▶ PASSAGE PROVIDED
------------------------------------------------------------------------
The markets are, of course, aware of this new policy, but to be aware of it and to have fully discounted it are two different things. I think the change in Fed policy is likely the most significant in over 40 years, and, if sustained, is likely to have dramatic consequences for asset prices. In 1979, in the face of rising and persistent inflation, Fed Chairman Paul Volcker began a policy of restricting the growth of the money supply to crush inflation. The result, ultimately successful, was to send rates on treasuries to historic highs of nearly 16% in 1981 and real rates to over 6%, a level of return consistent with that of equities over the previous 100 years. Stock prices declined for 2 years, bottoming in August of 1982, when the Fed started to ease rates, ushering in a long bull market in stocks.
The real action, though, was in bonds. “Risk-free” treasuries had been anything but for 35 years as interest rates rose gradually, then suddenly, wiping out vast amounts of wealth that had sought safety. Chairman Volker’s policy of controlling the money supply to eliminate inflation was stunningly successful. Inflation is non-existent and central bank authorities say deflation is the current threat. Now real interest rates globally in developed countries are negative for over $30 trillion of bonds and bonds have outperformed stocks for nearly 40 years.
The Fed’s new policy, its new reaction function, is the exact opposite of that pursued by Chairman Volcker. The Fed now wants inflation to rise. Deflation, not inflation, is the enemy and if one believes the Fed, it will do whatever it takes to get inflation over 2% and unemployment from its current level of 8% to 3% or less. Both are likely to take years. If they mean it, as I think they do, and if they are successful, as I think they will be, bonds will enter a long-term bear market and equity valuations, which appear extended to many, will become much more so, perhaps to levels not seen before, just as interest rates are now.
------------------------------------------------------------------------
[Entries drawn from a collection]
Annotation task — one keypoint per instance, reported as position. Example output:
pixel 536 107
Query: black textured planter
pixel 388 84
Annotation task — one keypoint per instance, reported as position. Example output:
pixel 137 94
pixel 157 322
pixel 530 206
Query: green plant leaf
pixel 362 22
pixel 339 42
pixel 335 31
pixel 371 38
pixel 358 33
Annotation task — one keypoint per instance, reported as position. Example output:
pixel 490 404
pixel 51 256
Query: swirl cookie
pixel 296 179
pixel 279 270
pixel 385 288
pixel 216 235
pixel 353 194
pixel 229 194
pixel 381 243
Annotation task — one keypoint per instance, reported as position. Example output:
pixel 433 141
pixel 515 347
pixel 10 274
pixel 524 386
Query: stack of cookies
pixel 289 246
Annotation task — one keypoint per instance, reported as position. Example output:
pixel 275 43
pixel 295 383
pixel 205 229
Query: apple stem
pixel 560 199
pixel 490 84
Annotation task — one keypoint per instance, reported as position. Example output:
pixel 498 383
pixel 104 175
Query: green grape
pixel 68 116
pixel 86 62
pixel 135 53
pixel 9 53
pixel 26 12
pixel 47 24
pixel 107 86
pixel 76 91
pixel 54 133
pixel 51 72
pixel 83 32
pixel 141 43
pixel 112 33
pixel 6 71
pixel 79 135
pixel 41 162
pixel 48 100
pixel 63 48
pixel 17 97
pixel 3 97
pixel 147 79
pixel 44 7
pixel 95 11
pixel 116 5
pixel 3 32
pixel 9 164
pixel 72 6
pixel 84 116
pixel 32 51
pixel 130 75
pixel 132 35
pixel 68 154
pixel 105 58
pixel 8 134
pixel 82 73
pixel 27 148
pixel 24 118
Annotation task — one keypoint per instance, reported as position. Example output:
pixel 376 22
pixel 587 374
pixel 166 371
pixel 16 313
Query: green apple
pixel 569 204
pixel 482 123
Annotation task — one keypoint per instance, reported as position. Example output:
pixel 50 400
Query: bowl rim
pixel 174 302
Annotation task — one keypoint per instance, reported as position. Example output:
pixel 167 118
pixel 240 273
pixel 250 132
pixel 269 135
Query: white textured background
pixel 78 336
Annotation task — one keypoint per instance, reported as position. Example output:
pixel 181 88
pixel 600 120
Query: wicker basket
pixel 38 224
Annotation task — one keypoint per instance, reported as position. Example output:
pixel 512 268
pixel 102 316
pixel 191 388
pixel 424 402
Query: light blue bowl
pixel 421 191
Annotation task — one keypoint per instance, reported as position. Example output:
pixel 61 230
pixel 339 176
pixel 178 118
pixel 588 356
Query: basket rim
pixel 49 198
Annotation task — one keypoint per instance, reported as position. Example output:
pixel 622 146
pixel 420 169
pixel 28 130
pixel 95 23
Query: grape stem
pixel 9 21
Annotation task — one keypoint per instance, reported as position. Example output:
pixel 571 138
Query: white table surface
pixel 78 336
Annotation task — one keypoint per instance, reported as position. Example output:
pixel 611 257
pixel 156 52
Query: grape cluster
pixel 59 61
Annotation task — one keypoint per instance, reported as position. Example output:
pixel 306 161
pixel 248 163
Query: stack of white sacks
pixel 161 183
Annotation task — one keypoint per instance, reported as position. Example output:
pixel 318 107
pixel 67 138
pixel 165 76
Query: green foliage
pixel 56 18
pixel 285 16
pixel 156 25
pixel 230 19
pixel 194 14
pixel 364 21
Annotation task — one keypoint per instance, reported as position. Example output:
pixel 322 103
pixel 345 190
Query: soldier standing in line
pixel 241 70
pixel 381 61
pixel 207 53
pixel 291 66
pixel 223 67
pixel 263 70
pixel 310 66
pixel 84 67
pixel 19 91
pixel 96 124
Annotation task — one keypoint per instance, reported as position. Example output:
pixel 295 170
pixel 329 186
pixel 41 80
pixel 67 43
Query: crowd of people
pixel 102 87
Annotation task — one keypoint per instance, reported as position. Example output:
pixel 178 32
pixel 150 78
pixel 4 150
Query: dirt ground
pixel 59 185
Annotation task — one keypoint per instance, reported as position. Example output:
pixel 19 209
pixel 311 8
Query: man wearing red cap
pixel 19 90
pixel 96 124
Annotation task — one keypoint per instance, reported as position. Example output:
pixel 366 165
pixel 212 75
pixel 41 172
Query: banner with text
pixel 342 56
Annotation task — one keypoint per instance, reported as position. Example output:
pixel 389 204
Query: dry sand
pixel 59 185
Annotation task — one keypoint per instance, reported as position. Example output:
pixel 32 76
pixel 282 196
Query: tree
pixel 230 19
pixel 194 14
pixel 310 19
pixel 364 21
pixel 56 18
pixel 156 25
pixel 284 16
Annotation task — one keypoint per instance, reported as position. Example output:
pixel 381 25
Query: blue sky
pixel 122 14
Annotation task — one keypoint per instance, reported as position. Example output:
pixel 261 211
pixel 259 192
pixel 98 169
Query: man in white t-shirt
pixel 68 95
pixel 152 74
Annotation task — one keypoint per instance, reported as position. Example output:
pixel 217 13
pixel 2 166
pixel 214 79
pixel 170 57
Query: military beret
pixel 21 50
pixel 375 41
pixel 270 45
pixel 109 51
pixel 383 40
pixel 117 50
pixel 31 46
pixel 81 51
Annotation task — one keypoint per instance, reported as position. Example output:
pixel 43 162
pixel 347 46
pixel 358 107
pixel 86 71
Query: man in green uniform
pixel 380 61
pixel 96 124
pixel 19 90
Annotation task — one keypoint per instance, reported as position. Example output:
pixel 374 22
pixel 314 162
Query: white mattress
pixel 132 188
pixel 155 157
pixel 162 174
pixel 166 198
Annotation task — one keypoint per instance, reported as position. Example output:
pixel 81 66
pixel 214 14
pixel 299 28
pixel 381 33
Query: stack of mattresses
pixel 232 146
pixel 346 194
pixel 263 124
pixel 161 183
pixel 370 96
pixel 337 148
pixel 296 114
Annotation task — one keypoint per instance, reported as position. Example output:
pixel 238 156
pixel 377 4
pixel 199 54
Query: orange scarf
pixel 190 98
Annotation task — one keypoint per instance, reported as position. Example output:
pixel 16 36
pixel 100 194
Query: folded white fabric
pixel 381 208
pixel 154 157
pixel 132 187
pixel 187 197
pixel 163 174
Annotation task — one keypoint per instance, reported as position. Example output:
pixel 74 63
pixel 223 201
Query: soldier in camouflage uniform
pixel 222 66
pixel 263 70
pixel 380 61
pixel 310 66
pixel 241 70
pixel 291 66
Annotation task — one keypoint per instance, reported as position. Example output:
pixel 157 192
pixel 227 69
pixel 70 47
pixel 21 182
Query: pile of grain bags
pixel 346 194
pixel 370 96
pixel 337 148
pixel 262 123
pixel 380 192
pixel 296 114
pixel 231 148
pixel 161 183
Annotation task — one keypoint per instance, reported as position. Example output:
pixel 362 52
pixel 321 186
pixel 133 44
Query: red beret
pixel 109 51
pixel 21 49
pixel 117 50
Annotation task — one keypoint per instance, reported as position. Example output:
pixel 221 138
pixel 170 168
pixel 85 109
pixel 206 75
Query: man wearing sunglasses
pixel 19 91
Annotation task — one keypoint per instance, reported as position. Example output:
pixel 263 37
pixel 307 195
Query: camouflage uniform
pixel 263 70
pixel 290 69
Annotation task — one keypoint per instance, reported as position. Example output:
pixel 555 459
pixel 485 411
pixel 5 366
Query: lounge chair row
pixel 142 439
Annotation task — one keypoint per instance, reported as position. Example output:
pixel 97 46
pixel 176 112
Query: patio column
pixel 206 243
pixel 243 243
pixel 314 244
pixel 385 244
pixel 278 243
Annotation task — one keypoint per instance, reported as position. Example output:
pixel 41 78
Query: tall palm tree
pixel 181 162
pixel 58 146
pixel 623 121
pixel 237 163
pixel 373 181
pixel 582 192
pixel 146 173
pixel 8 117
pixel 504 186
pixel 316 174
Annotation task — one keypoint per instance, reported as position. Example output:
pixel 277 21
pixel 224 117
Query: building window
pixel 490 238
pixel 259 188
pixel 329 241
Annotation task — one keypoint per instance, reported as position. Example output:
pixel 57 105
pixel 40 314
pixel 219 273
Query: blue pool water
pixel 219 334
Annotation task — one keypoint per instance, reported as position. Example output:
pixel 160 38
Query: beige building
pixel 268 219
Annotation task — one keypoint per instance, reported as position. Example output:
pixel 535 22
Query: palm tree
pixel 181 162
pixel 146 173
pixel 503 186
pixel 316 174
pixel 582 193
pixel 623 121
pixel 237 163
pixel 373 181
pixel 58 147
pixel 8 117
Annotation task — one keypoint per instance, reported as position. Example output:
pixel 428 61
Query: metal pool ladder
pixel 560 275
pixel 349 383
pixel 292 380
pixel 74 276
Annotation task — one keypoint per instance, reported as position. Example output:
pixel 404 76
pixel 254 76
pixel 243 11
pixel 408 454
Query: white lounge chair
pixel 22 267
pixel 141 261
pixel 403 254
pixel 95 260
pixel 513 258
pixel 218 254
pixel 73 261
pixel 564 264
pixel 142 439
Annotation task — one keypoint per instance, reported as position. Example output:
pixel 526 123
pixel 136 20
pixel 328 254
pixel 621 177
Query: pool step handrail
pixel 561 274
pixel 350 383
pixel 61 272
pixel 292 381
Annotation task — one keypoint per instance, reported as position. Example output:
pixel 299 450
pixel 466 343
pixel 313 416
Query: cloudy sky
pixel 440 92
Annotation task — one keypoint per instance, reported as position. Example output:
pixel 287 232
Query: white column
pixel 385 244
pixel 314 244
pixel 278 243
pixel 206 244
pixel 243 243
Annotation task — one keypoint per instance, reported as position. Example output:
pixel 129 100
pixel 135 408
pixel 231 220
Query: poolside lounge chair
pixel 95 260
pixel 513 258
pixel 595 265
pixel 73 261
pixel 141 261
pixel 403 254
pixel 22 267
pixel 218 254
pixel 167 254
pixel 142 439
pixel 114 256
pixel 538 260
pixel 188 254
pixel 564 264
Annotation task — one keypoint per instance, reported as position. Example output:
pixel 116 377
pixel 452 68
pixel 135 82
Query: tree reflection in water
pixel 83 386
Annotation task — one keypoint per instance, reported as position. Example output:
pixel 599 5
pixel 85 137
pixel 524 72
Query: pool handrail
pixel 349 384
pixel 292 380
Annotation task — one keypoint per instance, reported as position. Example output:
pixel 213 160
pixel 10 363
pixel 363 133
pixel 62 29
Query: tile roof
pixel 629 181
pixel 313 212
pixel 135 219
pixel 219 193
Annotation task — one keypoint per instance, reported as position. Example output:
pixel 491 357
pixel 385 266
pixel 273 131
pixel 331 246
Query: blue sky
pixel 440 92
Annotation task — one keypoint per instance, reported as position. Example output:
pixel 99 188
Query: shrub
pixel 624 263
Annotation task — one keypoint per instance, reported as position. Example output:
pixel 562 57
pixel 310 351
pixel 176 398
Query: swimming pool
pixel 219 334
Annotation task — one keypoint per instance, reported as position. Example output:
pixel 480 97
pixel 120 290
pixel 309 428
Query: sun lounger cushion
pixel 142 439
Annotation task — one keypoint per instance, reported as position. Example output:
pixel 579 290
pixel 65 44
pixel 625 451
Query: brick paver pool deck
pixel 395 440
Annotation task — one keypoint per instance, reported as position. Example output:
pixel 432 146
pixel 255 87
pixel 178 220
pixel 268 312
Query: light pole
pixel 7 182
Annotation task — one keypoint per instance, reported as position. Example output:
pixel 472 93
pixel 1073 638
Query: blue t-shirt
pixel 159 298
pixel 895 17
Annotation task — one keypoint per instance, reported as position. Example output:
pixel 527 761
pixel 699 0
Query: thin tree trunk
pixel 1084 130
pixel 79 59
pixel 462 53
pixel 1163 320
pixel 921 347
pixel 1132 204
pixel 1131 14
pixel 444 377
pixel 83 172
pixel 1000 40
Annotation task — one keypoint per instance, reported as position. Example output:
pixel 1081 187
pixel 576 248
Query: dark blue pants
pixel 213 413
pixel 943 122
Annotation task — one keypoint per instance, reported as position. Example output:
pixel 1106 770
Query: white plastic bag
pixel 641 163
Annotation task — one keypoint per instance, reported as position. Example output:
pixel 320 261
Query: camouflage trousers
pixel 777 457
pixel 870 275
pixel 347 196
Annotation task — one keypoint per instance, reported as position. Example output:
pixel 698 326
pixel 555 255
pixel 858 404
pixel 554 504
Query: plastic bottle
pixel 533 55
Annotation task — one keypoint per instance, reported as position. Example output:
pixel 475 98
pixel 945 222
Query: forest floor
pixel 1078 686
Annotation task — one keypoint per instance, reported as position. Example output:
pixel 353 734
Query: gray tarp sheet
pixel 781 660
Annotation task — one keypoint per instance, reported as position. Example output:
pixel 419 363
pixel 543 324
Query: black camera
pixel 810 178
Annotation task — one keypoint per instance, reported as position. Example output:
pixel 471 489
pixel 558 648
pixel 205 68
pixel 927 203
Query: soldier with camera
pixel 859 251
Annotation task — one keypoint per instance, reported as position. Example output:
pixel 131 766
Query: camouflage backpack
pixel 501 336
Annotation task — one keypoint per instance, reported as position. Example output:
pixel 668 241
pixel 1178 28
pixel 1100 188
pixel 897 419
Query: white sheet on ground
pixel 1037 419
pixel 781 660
------------------------------------------------------------------------
▶ PROBLEM REQUIREMENTS
Answer these questions using the passage on Federal Reserve policy above.
(a) In what year did Paul Volcker begin restricting the growth of the money supply?
(b) For how many dollars of bonds are real interest rates in developed countries now negative?
(c) To what level does the Fed want to bring unemployment down from its current 8%?

▶ RESULT OF THE TASK
(a) 1979
(b) Over $30 trillion
(c) 3% or less